-- SUPPLIED INFORMATION start --
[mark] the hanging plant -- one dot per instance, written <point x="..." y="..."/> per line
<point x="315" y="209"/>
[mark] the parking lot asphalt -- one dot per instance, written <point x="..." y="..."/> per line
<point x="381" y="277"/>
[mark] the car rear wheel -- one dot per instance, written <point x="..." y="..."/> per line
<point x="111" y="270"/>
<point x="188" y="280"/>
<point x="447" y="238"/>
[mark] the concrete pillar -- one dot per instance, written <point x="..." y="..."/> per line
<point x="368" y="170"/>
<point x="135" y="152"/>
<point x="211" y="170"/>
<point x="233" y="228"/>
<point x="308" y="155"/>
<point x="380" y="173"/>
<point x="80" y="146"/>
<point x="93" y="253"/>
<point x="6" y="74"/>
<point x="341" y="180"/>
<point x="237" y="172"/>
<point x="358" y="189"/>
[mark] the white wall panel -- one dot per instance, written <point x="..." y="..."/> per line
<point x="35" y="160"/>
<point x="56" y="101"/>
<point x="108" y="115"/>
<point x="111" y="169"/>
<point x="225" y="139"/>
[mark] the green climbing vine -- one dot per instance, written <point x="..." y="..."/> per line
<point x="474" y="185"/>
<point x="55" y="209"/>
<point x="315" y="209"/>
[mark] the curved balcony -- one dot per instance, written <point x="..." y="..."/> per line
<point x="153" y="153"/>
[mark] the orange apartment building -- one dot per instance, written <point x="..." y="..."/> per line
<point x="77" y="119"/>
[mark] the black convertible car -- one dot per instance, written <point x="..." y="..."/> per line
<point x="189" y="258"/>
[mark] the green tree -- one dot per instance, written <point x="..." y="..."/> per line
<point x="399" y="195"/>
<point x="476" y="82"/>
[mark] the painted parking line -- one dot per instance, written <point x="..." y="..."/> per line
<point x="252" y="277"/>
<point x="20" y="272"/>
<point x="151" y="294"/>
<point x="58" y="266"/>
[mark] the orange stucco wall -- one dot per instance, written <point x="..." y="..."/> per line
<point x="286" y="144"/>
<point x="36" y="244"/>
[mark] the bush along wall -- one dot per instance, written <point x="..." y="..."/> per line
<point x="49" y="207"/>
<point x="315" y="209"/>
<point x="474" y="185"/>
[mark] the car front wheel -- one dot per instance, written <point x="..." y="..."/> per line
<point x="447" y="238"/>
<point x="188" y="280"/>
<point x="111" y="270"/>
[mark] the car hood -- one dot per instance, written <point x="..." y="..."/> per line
-- SUPPLIED INFORMATION end --
Rewrite the records above, switching every occurrence of "one dot per instance" to "one point per instance" and leaving everything else unchanged.

[mark] the hanging plant -- one point per instance, written <point x="..." y="..."/> per line
<point x="315" y="209"/>
[mark] the parking lot asphalt -- one point per instance, written <point x="..." y="..."/> per line
<point x="381" y="277"/>
[mark] the car rear wheel -- one point per instance, written <point x="..." y="..."/> per line
<point x="111" y="270"/>
<point x="188" y="280"/>
<point x="447" y="238"/>
[mark] the concrete pillar -- one point per instance, written <point x="..." y="..."/> per line
<point x="368" y="170"/>
<point x="135" y="152"/>
<point x="211" y="170"/>
<point x="233" y="228"/>
<point x="308" y="155"/>
<point x="380" y="173"/>
<point x="80" y="146"/>
<point x="93" y="253"/>
<point x="6" y="74"/>
<point x="341" y="180"/>
<point x="237" y="172"/>
<point x="358" y="189"/>
[mark] the white wall panel -- one point per instance, written <point x="..." y="..."/> per line
<point x="35" y="160"/>
<point x="56" y="101"/>
<point x="108" y="115"/>
<point x="111" y="169"/>
<point x="225" y="139"/>
[mark] the green climbing vine -- one point per instance, written <point x="..." y="..."/> per line
<point x="474" y="185"/>
<point x="55" y="209"/>
<point x="315" y="209"/>
[mark] the curved balcony -- one point per instance, written <point x="..." y="..."/> per line
<point x="153" y="153"/>
[mark] the orange apartment building -- one point per instance, written <point x="..." y="..."/> per line
<point x="77" y="119"/>
[mark] the black convertible car -- one point per instance, written <point x="..." y="..."/> per line
<point x="189" y="258"/>
[mark] the green tree -- one point per instance, written <point x="..." y="..."/> per line
<point x="399" y="195"/>
<point x="476" y="82"/>
[mark] the painted parking line -- one point per instance, written <point x="..." y="..."/> per line
<point x="252" y="277"/>
<point x="20" y="272"/>
<point x="151" y="294"/>
<point x="58" y="266"/>
[mark] the orange stucco wall -- one point per instance, written <point x="..." y="..."/> per line
<point x="286" y="144"/>
<point x="36" y="244"/>
[mark] the bush along wall -- one point per instance, written <point x="..." y="..."/> per line
<point x="49" y="207"/>
<point x="315" y="209"/>
<point x="474" y="185"/>
[mark] the car front wheel -- one point per instance, written <point x="..." y="..."/> per line
<point x="447" y="238"/>
<point x="188" y="280"/>
<point x="111" y="270"/>
[mark] the car hood -- one point per instance, written <point x="..." y="..."/> per line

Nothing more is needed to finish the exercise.